XML - DOCTYPE element - documentation suggestion

Started by Craig Ringeralmost 16 years ago2 messagesgeneral
Jump to latest
#1Craig Ringer
craig@2ndquadrant.com

Hi all

I've been working with XML storage in Pg and was puzzled by the fact
that Pg appears to refuse to store a document with a DOCTYPE declaration
- it was interpreting it as a regular element and rejecting it.

This turns out to be because Pg parses XML as a fragment (ie option
CONTENT) when casting, and XML fragments cannot have a doctype.
Unfortunately the error is ... unhelpful ... and the documentation
neglects to mention this issue. Hence my post.

I didn't see anything about this in the FAQ or in the docs for the XML
datatype
(http://www.postgresql.org/docs/current/interactive/datatype-xml.html)
and was half-way through writing this post when I found a helpful
message on the list:

http://www.mail-archive.com/pgsql-general@postgresql.org/msg119713.html

that hinted the way. Even then it took me a while to figure out that you
can't specify DOCUMENT or CONTENT on the XML type its self, but must
specify it while parsing instead and use a CHECK constraint if you want
to require storage of whole documents in a field.

The xml datatype documentation should probably mention that whole
documents must be loaded with an XMLPARSE(DOCUMENT 'doc_text_here), they
cannot just be cast from text to xml as happens when you pass an xml
document as text to a parameter during an INSERT. This should probably
appear under "CREATING XML VALUES" in:

http://www.postgresql.org/docs/current/static/datatype-xml.html

... and probably deserves mention in a new "CAVEATS" or "NOTES" section
too, as it' *will* catch people out even if they R TFM.

▶ Data entries
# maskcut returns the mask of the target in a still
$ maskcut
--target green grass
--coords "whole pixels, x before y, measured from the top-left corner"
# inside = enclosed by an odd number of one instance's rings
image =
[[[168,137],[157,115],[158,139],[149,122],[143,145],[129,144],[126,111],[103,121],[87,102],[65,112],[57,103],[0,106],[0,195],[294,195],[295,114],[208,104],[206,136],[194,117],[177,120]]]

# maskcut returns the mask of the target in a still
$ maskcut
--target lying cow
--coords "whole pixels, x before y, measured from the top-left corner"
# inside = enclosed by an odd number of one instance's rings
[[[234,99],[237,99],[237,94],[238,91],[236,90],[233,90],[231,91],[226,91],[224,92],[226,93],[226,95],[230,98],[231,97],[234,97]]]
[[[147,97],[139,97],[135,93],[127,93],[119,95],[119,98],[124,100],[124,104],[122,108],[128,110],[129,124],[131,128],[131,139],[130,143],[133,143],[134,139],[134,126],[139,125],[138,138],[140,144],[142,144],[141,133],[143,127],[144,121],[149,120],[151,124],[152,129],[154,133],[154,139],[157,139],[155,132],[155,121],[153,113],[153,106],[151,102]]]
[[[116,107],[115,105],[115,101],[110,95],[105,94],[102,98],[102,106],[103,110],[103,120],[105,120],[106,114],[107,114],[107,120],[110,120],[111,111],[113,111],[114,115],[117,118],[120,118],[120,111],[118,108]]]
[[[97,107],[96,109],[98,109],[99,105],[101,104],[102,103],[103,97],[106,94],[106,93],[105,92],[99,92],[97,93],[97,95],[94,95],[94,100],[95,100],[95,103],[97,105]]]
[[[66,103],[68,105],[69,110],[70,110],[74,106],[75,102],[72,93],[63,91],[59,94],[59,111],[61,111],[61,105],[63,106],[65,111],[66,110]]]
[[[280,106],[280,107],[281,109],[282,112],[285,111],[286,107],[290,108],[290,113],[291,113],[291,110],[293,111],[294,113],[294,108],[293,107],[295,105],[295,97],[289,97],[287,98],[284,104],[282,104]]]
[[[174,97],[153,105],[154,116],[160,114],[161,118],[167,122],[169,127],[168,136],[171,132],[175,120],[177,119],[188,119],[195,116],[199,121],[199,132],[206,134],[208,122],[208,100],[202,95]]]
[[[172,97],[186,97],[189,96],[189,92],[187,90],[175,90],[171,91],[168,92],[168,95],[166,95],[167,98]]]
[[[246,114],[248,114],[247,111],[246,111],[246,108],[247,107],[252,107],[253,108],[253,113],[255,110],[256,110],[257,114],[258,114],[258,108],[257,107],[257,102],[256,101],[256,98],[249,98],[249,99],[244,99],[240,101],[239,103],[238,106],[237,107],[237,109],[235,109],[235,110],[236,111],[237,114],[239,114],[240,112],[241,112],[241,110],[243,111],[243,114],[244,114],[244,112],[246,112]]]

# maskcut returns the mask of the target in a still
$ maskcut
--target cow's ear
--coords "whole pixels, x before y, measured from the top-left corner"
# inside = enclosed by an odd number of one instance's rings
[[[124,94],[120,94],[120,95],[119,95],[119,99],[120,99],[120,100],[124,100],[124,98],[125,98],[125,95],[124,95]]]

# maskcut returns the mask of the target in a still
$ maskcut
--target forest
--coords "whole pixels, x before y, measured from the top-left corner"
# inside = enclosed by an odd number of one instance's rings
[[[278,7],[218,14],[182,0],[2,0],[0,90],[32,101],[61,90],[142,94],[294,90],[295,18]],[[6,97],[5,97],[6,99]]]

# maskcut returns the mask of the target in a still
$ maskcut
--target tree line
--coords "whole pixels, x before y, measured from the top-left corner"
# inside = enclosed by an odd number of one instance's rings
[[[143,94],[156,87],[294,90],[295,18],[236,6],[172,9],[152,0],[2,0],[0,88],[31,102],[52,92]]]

▶ Tasks to perform
1. In the forum post about storing XML with a DOCTYPE in Pg, why does Pg reject such a document when casting it?
2. Please continue the forum post on XML DOCTYPE storage in Pg from the point where it stops.

▶ Responses
1. Pg parses XML as a fragment (option CONTENT) when casting, and XML fragments cannot have a doctype.

2.
I'd expect this to work:

CREATE TABLE test_xml ( doc xml );

INSERT INTO test_xml ( doc ) VALUES (
$$<?xml version="1.0" encoding="utf-8"?>
<!DOCTYPE test SYSTEM 'test.dtd'><test>dummy content</test>$$
);

... but it fails with:

ERROR: invalid XML content
LINE 2: $$<?xml version="1.0" encoding="utf-8"?>
^
DETAIL: Entity: line 2: parser error : StartTag: invalid element name
<!DOCTYPE test SYSTEM 'test.dtd'><test>dummy content</test>
^

though xmllint (from libxml) is quite happy with the document. This had
me quite confused for a while.

--
Craig Ringer

#2Peter Eisentraut
peter_e@gmx.net
In reply to: Craig Ringer (#1)
Re: XML - DOCTYPE element - documentation suggestion

On fre, 2010-06-18 at 02:43 +0800, Craig Ringer wrote:

The xml datatype documentation should probably mention that whole
documents must be loaded with an XMLPARSE(DOCUMENT 'doc_text_here),
they
cannot just be cast from text to xml as happens when you pass an xml
document as text to a parameter during an INSERT. This should probably
appear under "CREATING XML VALUES" in:

http://www.postgresql.org/docs/current/static/datatype-xml.html

... and probably deserves mention in a new "CAVEATS" or "NOTES"
section
too, as it' *will* catch people out even if they R TFM.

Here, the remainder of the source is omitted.